◆ **TASK STATEMENT**
Exact reproduction required: the lines below from the line with "Each instance of the sandy" to the line with "Each instance of the clear", both ends included, and no others.
:: SUPPLIED MATERIAL ::
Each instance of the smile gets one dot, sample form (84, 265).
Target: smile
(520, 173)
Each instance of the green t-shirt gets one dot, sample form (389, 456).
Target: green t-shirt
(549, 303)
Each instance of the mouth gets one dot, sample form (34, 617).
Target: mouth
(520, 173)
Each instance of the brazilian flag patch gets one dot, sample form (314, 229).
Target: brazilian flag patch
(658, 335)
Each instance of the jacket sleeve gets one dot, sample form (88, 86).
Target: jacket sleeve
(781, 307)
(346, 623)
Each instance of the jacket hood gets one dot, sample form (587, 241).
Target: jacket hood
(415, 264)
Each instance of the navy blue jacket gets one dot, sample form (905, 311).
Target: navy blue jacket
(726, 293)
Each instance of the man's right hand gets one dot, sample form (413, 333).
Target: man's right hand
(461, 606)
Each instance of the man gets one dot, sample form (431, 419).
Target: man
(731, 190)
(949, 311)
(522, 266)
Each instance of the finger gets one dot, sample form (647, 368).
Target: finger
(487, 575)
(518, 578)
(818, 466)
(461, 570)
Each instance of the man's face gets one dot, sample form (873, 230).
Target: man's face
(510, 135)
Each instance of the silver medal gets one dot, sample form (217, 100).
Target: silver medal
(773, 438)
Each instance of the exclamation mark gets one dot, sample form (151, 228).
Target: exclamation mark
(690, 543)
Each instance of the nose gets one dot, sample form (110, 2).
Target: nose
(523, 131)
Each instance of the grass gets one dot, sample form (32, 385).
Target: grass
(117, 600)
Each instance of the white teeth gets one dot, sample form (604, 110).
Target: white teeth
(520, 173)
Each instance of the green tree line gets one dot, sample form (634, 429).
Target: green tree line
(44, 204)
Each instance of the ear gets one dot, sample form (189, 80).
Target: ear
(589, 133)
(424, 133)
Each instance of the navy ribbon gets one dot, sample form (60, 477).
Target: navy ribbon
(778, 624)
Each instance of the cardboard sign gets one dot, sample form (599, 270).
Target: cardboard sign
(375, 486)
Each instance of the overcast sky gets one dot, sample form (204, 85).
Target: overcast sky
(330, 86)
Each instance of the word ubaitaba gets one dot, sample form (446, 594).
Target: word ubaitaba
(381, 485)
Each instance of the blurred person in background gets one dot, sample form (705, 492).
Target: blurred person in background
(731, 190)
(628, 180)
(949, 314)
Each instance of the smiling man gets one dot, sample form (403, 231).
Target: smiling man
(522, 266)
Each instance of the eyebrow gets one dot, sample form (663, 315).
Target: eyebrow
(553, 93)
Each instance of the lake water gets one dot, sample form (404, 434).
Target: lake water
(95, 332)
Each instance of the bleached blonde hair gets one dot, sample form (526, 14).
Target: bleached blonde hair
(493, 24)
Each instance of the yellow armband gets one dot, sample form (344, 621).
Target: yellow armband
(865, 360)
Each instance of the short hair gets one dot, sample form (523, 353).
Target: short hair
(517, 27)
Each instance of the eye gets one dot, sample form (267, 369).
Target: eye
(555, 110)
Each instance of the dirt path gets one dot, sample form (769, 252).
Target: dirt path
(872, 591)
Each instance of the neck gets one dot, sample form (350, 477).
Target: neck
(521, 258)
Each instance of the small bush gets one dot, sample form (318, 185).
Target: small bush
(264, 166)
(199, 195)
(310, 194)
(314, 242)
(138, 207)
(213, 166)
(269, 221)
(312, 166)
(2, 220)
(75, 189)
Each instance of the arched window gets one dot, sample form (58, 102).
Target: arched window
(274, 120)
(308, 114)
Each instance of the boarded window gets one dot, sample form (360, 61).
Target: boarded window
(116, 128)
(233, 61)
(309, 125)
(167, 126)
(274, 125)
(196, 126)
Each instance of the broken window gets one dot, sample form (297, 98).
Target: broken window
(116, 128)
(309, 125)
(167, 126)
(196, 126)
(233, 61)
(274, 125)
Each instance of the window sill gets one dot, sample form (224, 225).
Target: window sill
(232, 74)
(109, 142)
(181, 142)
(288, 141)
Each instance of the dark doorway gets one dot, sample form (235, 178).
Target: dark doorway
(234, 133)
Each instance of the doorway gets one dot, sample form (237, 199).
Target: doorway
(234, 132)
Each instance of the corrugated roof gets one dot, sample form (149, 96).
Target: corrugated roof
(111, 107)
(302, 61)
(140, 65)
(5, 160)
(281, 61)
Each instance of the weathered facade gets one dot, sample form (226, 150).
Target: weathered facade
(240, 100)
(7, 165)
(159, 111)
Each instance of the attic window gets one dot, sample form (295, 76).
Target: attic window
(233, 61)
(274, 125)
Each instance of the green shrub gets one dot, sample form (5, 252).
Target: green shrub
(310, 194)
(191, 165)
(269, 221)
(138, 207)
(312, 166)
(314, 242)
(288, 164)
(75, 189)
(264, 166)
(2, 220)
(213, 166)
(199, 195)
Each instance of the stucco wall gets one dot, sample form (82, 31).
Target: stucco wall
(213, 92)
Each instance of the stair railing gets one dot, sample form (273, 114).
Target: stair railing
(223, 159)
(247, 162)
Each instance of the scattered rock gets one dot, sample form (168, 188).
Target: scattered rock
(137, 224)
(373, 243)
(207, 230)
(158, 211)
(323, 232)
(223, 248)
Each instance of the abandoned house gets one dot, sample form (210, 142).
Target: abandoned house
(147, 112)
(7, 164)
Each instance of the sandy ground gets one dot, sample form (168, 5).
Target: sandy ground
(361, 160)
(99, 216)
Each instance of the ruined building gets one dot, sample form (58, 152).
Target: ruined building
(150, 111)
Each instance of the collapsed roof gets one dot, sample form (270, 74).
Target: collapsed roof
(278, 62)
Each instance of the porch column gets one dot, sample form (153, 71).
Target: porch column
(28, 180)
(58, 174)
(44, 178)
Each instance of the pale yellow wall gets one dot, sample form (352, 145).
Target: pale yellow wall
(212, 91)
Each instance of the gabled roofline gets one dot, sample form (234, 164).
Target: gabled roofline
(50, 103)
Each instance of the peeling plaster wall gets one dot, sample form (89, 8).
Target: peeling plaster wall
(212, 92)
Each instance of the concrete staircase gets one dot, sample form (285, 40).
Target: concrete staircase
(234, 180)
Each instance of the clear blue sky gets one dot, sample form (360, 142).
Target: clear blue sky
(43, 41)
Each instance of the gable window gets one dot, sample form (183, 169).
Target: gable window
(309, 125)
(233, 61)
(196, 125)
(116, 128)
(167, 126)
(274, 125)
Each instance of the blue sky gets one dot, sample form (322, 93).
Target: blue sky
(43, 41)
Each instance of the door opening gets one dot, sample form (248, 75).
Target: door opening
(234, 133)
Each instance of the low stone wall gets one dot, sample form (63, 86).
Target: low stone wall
:::
◆ **WRITTEN REPLY**
Each instance of the sandy ground gets one dot, sample form (168, 5).
Target: sandy ground
(361, 160)
(99, 216)
Each instance of the ruined building gets one dot, sample form (58, 152).
Target: ruined building
(150, 111)
Each instance of the collapsed roof gets one dot, sample form (270, 74).
Target: collapsed roof
(278, 62)
Each instance of the porch column gets one dot, sample form (153, 71).
Target: porch column
(28, 180)
(58, 174)
(44, 178)
Each instance of the pale yellow wall gets one dot, sample form (352, 145).
Target: pale yellow wall
(212, 91)
Each instance of the gabled roofline gets one dot, sample form (234, 164).
Target: gabled roofline
(50, 103)
Each instance of the peeling plaster wall gets one dot, sample form (89, 8).
Target: peeling plaster wall
(212, 92)
Each instance of the concrete staircase gets one dot, sample form (285, 40).
Target: concrete staircase
(234, 180)
Each instance of the clear blue sky gets one dot, sample form (360, 142).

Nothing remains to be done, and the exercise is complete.